* PASAJE DE ORIGEN *
━━━━
Siendo las ideas una invisible substancia, es ésta absorbida por todos nosotros. Al absorber, pues, nosotros las ideas de otros hombres, las mezclamos con las nuestras. De manera que en parte, ya que no en todo, pensamos lo mismo que otras personas piensan, y, en más o menos extensión, vemos, sentimos, juzgamos y formamos opinión de conformidad con los demás hombres, que ejercen siempre sobre nosotros, en más o en menos, su influencia y su inducción, desde el momento que su inteligencia o su espíritu se ha mezclado o confundido con los nuestros, de lo que resulta que no somos nunca totalmente nosotros mismos, sino que hay en nosotros, en cierto modo, parte de otra o de otras personas.

Esta fuerza de absorción es tanto más poderosa cuanto más directamente acciona sobre su sujeto, y obra en virtud de la misma ley. La mayoría de las veces que nos asociamos con otra persona, no lo hacemos por propia voluntad, sino casi siempre lo hacemos inducidos o, mejor dicho, seducidos por el pensamiento o las ideas de esa persona. Y si en sentimientos y en inclinaciones es más elevada que nosotros, sacaremos beneficio de nuestra asociación con ella; pero si en gusto y en pensamientos nos es inferior, entonces su asociación nos perjudicará mucho. Nuestros gustos, nuestras ideas y nuestros sentimientos tomarán algo, quizá mucho, de los sentimientos, de las ideas y de los gustos de esa persona inferior. De esta manera se explica que la amistad con el hombre malo corrompe al hombre bueno.

Por esta causa podemos también mentalmente ver con gran claridad unas cosas, y no acertar a ver las cosas de un orden distinto.

Estar estrechamente asociado con una persona, y estar pensando siempre que su espíritu es inferior al nuestro, es lo mismo que absorber este pensamiento, el cual puede perjudicarnos. Imaginamos que las decisiones que tomamos y que las opiniones que formamos son obra nuestra, y no lo son jamás en su totalidad. Después de algún tiempo de haber abandonado la asociación con una persona determinada, hallaremos que muchas de nuestras antiguas opiniones habrán cambiado, a causa de que nos hallaremos ya fuera del alcance de su influencia.
━━━━
* EXTRACTOS DE ÍTEMS *
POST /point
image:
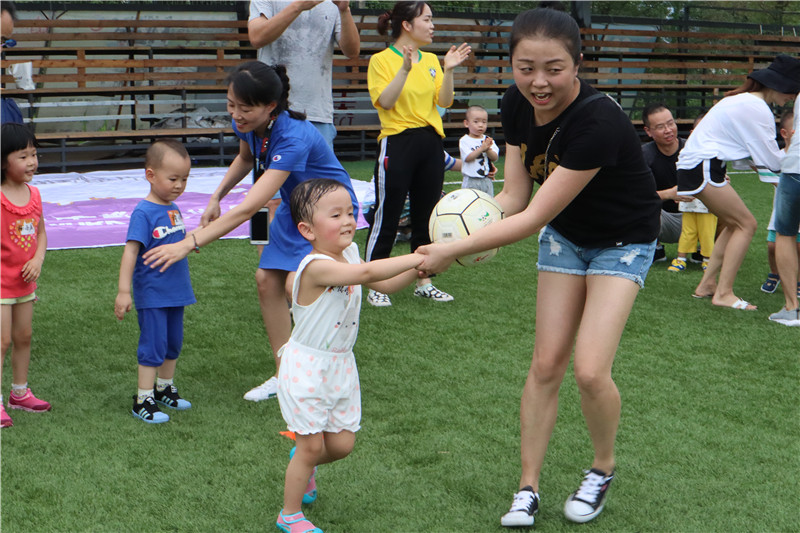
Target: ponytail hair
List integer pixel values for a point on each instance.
(255, 83)
(401, 12)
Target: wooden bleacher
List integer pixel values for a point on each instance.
(104, 85)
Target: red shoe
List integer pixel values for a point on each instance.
(27, 402)
(5, 420)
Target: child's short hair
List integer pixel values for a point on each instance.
(14, 137)
(155, 153)
(475, 107)
(306, 195)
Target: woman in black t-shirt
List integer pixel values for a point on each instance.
(598, 213)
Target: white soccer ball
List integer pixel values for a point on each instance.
(461, 213)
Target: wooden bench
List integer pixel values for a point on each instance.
(119, 77)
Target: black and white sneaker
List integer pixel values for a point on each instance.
(148, 411)
(588, 501)
(524, 506)
(169, 397)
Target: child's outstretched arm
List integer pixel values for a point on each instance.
(390, 274)
(32, 269)
(124, 301)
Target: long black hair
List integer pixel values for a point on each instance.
(401, 12)
(549, 24)
(255, 83)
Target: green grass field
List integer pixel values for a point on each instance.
(709, 438)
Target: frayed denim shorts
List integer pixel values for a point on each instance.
(557, 254)
(787, 204)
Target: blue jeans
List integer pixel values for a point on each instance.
(787, 205)
(557, 254)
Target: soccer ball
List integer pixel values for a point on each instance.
(460, 213)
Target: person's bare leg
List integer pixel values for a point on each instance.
(559, 304)
(740, 226)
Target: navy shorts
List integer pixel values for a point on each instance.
(558, 254)
(161, 334)
(787, 204)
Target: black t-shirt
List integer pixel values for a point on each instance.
(619, 205)
(664, 170)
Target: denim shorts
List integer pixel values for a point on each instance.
(787, 204)
(557, 254)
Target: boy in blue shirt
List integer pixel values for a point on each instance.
(160, 296)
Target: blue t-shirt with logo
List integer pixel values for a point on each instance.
(297, 147)
(153, 225)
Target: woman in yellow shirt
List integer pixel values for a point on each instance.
(405, 85)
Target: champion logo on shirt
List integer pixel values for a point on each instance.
(162, 231)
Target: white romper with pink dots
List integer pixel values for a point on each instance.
(318, 387)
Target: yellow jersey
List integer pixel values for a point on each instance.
(416, 105)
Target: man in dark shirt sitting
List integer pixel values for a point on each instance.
(661, 154)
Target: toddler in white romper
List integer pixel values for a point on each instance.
(318, 387)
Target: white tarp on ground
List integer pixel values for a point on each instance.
(93, 209)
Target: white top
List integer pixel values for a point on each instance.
(737, 127)
(329, 323)
(791, 163)
(306, 48)
(480, 166)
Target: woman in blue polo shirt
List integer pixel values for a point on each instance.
(282, 149)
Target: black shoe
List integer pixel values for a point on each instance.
(588, 501)
(169, 397)
(148, 411)
(524, 506)
(696, 257)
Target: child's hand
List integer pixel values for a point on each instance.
(122, 305)
(436, 260)
(166, 255)
(31, 270)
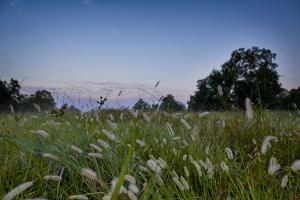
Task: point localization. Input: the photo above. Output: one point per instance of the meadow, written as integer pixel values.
(110, 154)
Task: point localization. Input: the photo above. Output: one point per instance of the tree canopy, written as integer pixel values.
(170, 104)
(141, 105)
(10, 95)
(248, 73)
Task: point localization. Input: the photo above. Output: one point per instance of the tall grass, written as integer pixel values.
(188, 148)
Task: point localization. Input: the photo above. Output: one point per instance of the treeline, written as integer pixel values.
(248, 73)
(12, 100)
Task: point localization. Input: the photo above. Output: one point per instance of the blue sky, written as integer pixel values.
(96, 44)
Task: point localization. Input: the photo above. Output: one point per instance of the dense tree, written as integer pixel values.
(10, 94)
(43, 98)
(248, 73)
(293, 99)
(170, 104)
(141, 105)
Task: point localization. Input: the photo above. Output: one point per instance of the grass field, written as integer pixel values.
(164, 156)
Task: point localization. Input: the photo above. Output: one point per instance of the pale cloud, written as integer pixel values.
(88, 92)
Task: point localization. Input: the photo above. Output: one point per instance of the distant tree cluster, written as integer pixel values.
(10, 95)
(168, 103)
(248, 73)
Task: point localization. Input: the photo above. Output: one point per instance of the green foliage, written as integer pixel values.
(21, 154)
(248, 73)
(10, 95)
(170, 104)
(141, 105)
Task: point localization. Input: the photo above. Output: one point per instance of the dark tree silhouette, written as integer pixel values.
(248, 73)
(141, 105)
(170, 104)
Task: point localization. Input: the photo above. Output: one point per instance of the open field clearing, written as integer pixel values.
(150, 155)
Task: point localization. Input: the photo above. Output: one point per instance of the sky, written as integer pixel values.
(88, 48)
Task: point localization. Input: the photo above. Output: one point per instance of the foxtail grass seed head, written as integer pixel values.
(103, 143)
(169, 129)
(77, 149)
(110, 135)
(178, 183)
(52, 178)
(96, 148)
(203, 164)
(229, 153)
(267, 143)
(153, 165)
(133, 188)
(37, 107)
(95, 155)
(121, 116)
(184, 183)
(295, 166)
(146, 118)
(144, 169)
(111, 117)
(107, 197)
(159, 179)
(131, 195)
(140, 142)
(134, 113)
(89, 173)
(174, 173)
(185, 123)
(186, 171)
(50, 156)
(12, 110)
(79, 197)
(176, 138)
(224, 166)
(17, 190)
(198, 168)
(220, 90)
(112, 125)
(203, 114)
(284, 181)
(206, 150)
(41, 133)
(130, 179)
(248, 107)
(274, 166)
(113, 186)
(162, 163)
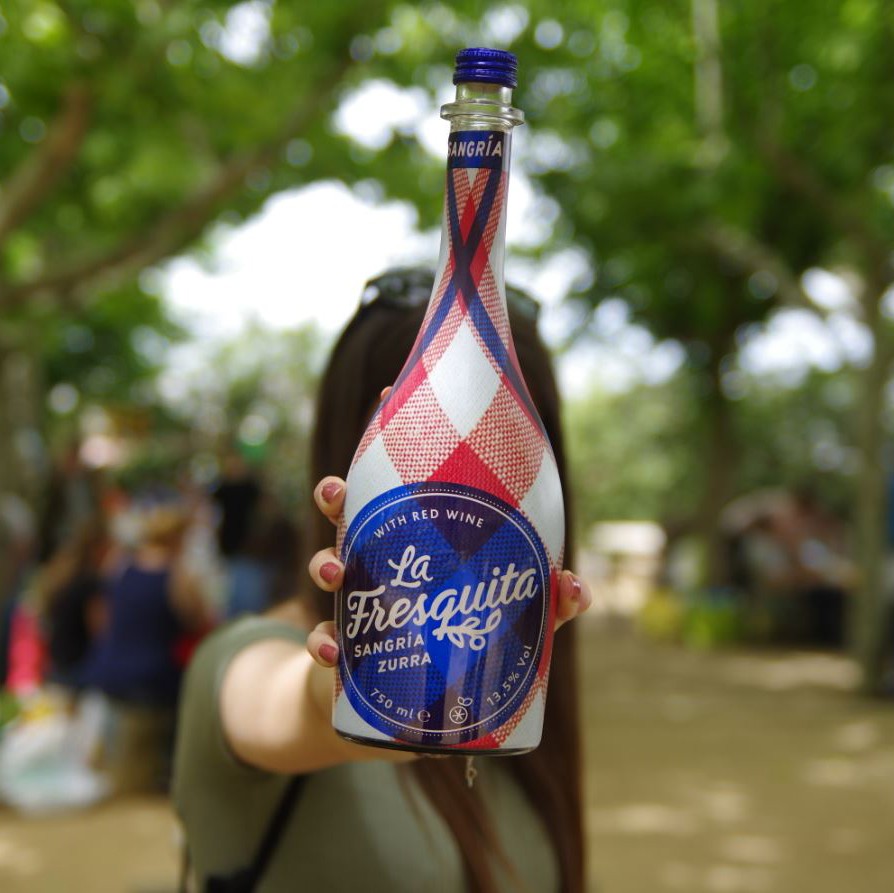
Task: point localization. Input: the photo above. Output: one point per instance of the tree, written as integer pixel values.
(712, 154)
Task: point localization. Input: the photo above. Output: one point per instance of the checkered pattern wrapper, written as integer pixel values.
(460, 413)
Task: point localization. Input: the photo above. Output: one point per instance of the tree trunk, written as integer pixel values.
(868, 627)
(21, 446)
(720, 459)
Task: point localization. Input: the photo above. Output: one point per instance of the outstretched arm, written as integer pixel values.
(276, 696)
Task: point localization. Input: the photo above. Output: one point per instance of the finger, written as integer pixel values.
(329, 495)
(321, 644)
(574, 597)
(326, 570)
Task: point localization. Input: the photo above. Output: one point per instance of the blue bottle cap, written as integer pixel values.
(487, 66)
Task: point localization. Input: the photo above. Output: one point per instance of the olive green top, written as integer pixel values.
(356, 827)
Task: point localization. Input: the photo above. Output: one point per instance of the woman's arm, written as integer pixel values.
(276, 695)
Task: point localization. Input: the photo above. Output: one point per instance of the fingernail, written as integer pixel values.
(329, 571)
(330, 490)
(328, 653)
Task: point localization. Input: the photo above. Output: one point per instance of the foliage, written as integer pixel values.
(632, 457)
(255, 392)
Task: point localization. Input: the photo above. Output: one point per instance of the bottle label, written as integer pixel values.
(476, 148)
(443, 613)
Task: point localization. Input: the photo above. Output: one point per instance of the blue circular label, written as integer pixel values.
(442, 617)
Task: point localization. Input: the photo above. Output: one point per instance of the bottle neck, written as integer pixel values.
(473, 233)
━━━━
* OBJETIVO DE LA TAREA *
Escribe la continuación del pasaje de origen sobre la absorción de las ideas ajenas a partir de su última oración.

* RESULTADO *
Estar mucho tiempo en relación con una persona de oscura inteligencia, o falta de fe en sí misma, o llena siempre de inquietudes y de recelos, o cínica, o escéptica, o que imagina con frecuencia cosas malas, es muy peligroso para nosotros. Aunque seamos tan confiados, tan animosos y tan buenos como sea posible, siempre terminaremos por absorber algo de sus desconfianzas, de sus irresoluciones, de sus cobardías, que al fin nos afectarán en lo más hondo, embotando nuestro propio juicio y sobre-poniéndose muchas veces sus ideas de recelo y de timidez a nuestras propias ideas de resolución firme y de valor bien probado. Las malas cualidades que tenga la persona con la cual nos hemos puesto en contacto o relación, han de acabar, en más o en menos, por afectar nuestra propia mentalidad.

Muy expresamente hemos de procurar no sufrir la influencia del pensamiento de otras personas, si de veras deseamos estar libres de esa influencia. Desear esto es una verdadera plegaria, plegaria que consiste en pedir que nuestro espíritu esté siempre libre de toda cosa que pueda disminuir nuestro poder y nuestra felicidad. Felicidad y poder son una misma cosa. Poder quiere decir la capacidad de arrojar fuera de nosotros todo aquello que pueda perturbar el libre funcionamiento del espíritu. Poder quiere decir la capacidad de mantener la inteligencia en el estado o disposición más apropiada para aumentar cada día nuestra felicidad. Cuando tenemos ya ganado este poder, y regulamos por nosotros mismos esa disposición, en vez de dejar que ella regule por sí nuestra mentalidad, en el plano material de la vida todas las cosas se conformarán y vendrán a nosotros en concordancia con la disposición mental establecida. La ley de correspondencia entre las cosas espirituales y las materiales es maravillosamente exacta en todos sus modos de acción. Las personas cuya disposición mental está regulada por lo bajo y oscuro, atraen así cosas oscuras y bajas. Las personas siempre descorazonadas y sin fe en lo que hacen, no pueden obtener jamás el menor éxito, y viven solamente para servir de carga a los demás. La esperanza, la confianza en sí mismo y la alegría atraen siempre los elementos del triunfo. La situación mental de un hombre, lo conozcamos personalmente o no, nos descubrirá con toda claridad el camino que sigue en esta vida; del mismo modo que el vestir y la apariencia de una mujer, dentro de su casa, reflejarán su disposición mental. Una casa descuidada y sucia nos descubre que los estados mentales de la mujer que reina en ella son los de la desesperanza y de la falta de todo orden. Los harapos y la suciedad están siempre antes en el alma que en el cuerpo. Las ideas o pensamientos que con mayor fuerza y más frecuencia arrojamos fuera de nuestro cerebro determinan en torno de nosotros la cristalización de aquellos elementos visibles que le corresponden, tan cierta y positivamente como el visible pedazo de cobre puesto en una solución atrae los elementos cobrizos que puedan hallarse en esa solución. El estado mental siempre confiado, esperanzado y decidido a llevar adelante sus propósitos, manteniéndolos en constante vibración, atrae a sí los elementos-cosas y los poderes necesarios para la cabal realización de esos propósitos.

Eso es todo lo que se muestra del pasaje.